* **Task details**: Reproduce each record exactly.

(Point labeling dataset excerpts)
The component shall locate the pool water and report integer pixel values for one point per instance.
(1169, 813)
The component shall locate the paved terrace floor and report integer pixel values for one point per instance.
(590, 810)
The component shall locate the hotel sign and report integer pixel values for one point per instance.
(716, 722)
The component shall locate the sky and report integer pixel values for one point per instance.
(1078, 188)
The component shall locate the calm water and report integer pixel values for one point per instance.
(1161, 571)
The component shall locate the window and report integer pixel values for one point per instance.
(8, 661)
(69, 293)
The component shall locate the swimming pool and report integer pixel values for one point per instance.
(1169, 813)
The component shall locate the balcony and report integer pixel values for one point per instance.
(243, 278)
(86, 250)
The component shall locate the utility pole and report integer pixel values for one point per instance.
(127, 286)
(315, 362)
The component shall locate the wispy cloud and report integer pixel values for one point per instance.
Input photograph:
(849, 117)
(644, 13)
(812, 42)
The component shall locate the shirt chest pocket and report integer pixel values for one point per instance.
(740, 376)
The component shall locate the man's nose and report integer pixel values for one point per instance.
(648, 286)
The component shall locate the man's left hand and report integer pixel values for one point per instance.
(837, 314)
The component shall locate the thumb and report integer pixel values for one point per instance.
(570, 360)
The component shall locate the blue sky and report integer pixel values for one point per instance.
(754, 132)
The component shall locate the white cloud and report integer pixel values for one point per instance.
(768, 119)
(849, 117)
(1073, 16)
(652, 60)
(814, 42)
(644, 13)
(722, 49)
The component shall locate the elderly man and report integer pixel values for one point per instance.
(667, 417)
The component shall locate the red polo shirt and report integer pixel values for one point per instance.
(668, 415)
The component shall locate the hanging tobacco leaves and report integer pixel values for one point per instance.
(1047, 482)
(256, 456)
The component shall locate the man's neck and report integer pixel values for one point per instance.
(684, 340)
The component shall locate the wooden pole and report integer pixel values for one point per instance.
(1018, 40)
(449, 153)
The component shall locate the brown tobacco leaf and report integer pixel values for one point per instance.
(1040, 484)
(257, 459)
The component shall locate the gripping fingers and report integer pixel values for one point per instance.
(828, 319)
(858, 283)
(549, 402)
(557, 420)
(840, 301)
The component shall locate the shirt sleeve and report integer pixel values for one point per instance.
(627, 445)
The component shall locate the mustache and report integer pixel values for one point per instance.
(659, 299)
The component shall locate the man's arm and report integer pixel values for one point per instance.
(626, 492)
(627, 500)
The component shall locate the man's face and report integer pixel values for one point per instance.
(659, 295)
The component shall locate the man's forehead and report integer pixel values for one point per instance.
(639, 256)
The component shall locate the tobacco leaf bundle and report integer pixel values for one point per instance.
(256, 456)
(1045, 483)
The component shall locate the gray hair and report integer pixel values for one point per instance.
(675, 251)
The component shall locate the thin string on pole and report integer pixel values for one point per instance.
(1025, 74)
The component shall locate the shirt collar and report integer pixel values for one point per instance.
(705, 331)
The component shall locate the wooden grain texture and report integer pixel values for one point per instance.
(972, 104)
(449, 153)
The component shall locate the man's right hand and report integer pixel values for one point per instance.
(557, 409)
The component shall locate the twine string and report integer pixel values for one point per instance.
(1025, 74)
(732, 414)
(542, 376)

* **The reply**:
The component shall locate the pool water and report integer pixel values for one point per instance.
(1169, 813)
The component shall locate the paved terrace floor and report integer pixel values for one point per instance.
(590, 810)
The component shall locate the hotel sign and report integer pixel values for one point per instance.
(716, 722)
The component shall locate the sky and report integer pixel values for one point per instance.
(1078, 188)
The component shall locate the calm water and report integer pixel values for one point per instance.
(1161, 571)
The component shall locate the window and report integer pixel values for one point per instance.
(8, 661)
(69, 293)
The component shall locate the swimming pool and report integer pixel values for one point per instance.
(1169, 813)
The component shall locate the balcony and report integer pixel values for one point per instance.
(243, 278)
(86, 250)
The component shall locate the utility pole and report integer pixel values for one point per instance.
(127, 286)
(315, 362)
The component shall locate the wispy cloud and report integer pixel values for one point per instance.
Input photograph:
(849, 117)
(644, 13)
(812, 42)
The component shall locate the shirt chest pocket and report integer pixel values for one point per instance.
(740, 376)
The component shall locate the man's nose and report integer pixel values for one point per instance.
(648, 286)
The component shall locate the man's left hand and report integer pixel values for one point per instance.
(837, 314)
The component shall locate the thumb and report integer pixel values for one point per instance.
(570, 360)
The component shall locate the blue sky and report integer pixel values for one point per instance.
(754, 132)
The component shall locate the white cloud and report integer pixel values for one point per instance.
(768, 119)
(849, 117)
(1073, 16)
(652, 60)
(814, 42)
(644, 13)
(722, 49)
The component shall locate the elderly man and report integer pixel values for one point per instance.
(667, 417)
The component shall locate the red polo shirt and report integer pixel values for one point per instance.
(668, 415)
The component shall locate the hanging tobacco leaves and report integer pixel values for one point per instance.
(1047, 482)
(256, 456)
The component shall locate the man's neck and report integer pixel values for one point per instance.
(684, 340)
The component shall locate the wooden pole and report integer pixel values for one point per instance.
(1018, 40)
(449, 153)
The component shall locate the brown tobacco leaf and report integer pixel values for one point per instance.
(1040, 484)
(257, 459)
The component shall locate the gripping fingers and report integer pixel values for one point per instance.
(828, 319)
(858, 283)
(549, 402)
(557, 420)
(840, 301)
The component shall locate the shirt sleeve and report integer pixel values for one point per instance.
(627, 445)
The component shall locate the mustache and report integer pixel values for one point per instance.
(659, 299)
The component shall locate the man's arm and report integer pixel values for one point per instance.
(626, 492)
(627, 500)
The component shall locate the man's face and report integer pixel values for one point per instance.
(659, 295)
The component shall locate the man's forehead and report integer pixel values for one point per instance.
(639, 256)
The component shall locate the tobacco leaf bundle and report integer pixel values for one point per instance.
(256, 456)
(1045, 483)
The component shall locate the gray hair and report integer pixel values for one point per instance.
(675, 251)
The component shall locate the thin string on pole and report integer pixel values for one point per instance.
(1025, 74)
The component shall locate the shirt collar and report integer pixel values for one point per instance.
(705, 331)
The component shall locate the wooden grain texture and report integer pixel values for one point per instance.
(972, 104)
(449, 153)
The component shall locate the man's right hand and report integer pixel values for one point per instance.
(557, 409)
The component shall locate the twine string and report integer pixel values for one point per instance.
(1025, 74)
(732, 414)
(542, 376)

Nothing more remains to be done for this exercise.